═════ PASSAGE FOR REVIEW
The elk come down from the mountains in July and August and feed on the grain in the fields prior to harvest and the start of hunting season. The elk continue to feed on stored bales of alfalfa and grain hay through the winter months on the Price farm.
“It’s good to have a herd of elk around but we have too many,” Carson Price said. “I don’t have a problem with having elk around, I have a problem with them eating me out of house and home.”
Price would like to see IDFG combine hunts to allow hunters with a bull elk tag to take a cow elk if they can’t find a bull.
“Fish and Game has been very good at selling tags but now we have to convince Fish and Game to start harvesting along with selling tags,” he said.
Rao Tueller is a dry land farmer who grows primarily alfalfa on about 400 acres. He has filed depredation claims the past three years totaling $11,410.
Tueller would like to have winter hunts when the elk are present.
“It’s the cow population that needs to go down,” he said. “There’s way too many cows. There’s not many hunters who want cows.”
He said access to elk is a problem because during the hunting season the elk tend to seek refuge on private property where hunting is not allowed.
══════════
═════ EXCERPTED DATA
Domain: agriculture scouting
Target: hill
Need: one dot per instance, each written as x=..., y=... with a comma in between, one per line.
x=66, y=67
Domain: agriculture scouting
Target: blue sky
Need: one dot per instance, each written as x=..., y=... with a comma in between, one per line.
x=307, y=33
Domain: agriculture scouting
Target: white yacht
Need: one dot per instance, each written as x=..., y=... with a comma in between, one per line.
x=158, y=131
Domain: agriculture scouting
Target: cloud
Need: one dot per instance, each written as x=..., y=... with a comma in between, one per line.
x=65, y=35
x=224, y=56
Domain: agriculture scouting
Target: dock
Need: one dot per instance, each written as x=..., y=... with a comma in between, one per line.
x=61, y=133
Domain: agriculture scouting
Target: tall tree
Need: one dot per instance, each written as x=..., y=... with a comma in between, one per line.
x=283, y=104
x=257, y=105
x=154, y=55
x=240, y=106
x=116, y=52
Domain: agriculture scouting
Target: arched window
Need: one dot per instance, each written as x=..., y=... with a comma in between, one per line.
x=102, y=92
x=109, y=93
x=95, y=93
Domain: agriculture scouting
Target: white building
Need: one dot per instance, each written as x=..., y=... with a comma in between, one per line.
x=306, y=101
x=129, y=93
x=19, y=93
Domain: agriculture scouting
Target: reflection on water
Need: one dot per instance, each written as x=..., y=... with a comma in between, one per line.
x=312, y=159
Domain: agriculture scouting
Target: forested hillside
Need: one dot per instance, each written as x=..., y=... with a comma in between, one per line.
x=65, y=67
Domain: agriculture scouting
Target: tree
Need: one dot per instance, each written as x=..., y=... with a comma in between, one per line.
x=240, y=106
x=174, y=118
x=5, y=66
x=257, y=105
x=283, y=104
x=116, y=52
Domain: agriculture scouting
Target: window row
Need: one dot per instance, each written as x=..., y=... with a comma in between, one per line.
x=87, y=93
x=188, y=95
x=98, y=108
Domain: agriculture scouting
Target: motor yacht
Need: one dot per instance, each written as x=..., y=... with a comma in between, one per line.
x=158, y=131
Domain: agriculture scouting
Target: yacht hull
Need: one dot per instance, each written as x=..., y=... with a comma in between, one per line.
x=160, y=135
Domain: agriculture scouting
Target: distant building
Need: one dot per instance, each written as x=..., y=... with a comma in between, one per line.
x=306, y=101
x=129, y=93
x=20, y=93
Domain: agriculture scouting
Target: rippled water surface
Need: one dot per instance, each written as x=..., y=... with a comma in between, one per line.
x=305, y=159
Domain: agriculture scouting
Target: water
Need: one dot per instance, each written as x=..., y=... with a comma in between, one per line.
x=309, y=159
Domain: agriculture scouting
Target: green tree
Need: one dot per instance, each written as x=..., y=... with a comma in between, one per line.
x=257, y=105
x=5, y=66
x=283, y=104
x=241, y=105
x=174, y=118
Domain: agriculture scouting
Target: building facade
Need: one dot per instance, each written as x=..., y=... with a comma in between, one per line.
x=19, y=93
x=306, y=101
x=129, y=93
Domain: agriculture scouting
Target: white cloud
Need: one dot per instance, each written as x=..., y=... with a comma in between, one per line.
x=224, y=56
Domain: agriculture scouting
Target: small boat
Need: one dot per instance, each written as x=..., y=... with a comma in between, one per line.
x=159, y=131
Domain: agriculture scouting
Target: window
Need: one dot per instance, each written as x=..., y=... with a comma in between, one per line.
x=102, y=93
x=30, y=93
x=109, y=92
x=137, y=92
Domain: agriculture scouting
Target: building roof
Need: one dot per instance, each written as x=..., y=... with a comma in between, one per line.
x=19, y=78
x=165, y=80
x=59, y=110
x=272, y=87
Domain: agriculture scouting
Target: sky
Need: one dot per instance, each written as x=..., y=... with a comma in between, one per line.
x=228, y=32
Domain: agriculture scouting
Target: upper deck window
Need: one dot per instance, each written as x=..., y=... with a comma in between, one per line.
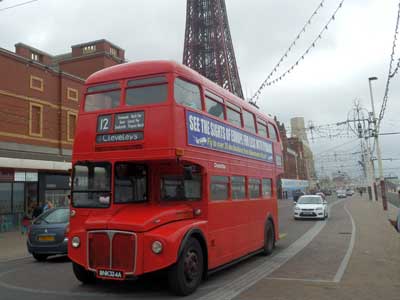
x=105, y=100
x=146, y=91
x=272, y=132
x=248, y=119
x=214, y=107
x=233, y=114
x=187, y=94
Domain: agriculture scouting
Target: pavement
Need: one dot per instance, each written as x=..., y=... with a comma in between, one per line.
x=372, y=271
x=12, y=246
x=354, y=255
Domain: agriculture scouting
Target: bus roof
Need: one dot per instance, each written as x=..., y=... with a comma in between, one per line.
x=144, y=68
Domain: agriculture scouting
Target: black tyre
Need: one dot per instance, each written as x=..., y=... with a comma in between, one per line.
x=185, y=276
x=269, y=238
x=82, y=274
x=39, y=257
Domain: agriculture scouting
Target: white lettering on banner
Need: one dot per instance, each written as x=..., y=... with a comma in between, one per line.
x=219, y=166
x=213, y=134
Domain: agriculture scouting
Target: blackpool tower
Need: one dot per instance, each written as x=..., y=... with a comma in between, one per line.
x=208, y=44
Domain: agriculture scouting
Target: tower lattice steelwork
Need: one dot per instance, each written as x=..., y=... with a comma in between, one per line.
x=208, y=44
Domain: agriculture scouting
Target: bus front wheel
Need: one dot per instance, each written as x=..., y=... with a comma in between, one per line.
x=82, y=274
x=185, y=276
x=269, y=238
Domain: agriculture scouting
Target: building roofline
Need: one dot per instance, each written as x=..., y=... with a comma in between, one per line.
x=91, y=55
x=33, y=49
x=96, y=42
x=39, y=65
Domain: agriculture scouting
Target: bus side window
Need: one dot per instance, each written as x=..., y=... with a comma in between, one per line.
x=248, y=119
x=267, y=187
x=238, y=187
x=219, y=188
x=254, y=186
x=233, y=114
x=272, y=132
x=187, y=94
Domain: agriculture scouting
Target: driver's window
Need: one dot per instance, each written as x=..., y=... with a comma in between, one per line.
x=130, y=183
x=175, y=187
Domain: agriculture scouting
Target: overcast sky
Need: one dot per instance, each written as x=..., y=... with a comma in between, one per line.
x=322, y=88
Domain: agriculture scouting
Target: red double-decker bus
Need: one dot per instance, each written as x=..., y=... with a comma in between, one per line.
x=169, y=171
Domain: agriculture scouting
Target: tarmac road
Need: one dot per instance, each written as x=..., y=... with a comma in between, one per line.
x=309, y=250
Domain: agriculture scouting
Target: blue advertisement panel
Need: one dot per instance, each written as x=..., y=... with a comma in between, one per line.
x=208, y=133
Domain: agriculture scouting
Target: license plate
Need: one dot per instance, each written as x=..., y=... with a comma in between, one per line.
x=110, y=274
x=46, y=238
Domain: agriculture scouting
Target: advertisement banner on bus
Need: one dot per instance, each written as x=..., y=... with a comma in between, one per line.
x=209, y=133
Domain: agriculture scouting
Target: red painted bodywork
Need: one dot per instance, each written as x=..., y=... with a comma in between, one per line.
x=231, y=228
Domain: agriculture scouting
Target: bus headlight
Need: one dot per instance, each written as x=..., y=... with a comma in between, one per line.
x=76, y=242
x=156, y=247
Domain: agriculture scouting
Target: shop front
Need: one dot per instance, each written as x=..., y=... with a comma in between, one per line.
x=22, y=190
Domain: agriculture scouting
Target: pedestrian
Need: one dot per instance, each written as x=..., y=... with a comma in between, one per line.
x=48, y=205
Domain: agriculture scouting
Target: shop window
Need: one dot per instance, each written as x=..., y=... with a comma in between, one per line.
x=113, y=51
x=267, y=187
x=262, y=128
x=35, y=56
x=72, y=94
x=219, y=189
x=36, y=83
x=254, y=188
x=187, y=94
x=18, y=197
x=238, y=187
x=5, y=197
x=35, y=120
x=71, y=125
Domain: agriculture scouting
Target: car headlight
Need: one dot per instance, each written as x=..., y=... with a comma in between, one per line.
x=156, y=247
x=75, y=242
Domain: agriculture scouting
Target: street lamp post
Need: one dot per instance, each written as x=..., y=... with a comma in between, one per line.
x=378, y=148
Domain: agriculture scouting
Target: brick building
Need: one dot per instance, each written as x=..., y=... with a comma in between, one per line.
x=39, y=100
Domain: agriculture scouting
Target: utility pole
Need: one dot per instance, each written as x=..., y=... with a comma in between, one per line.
x=378, y=148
══════════
WORK INSTRUCTIONS ▸
According to the passage about elk damage on farms, how many acres does Rao Tueller farm?

EXERCISE ANSWER ▸
About 400 acres.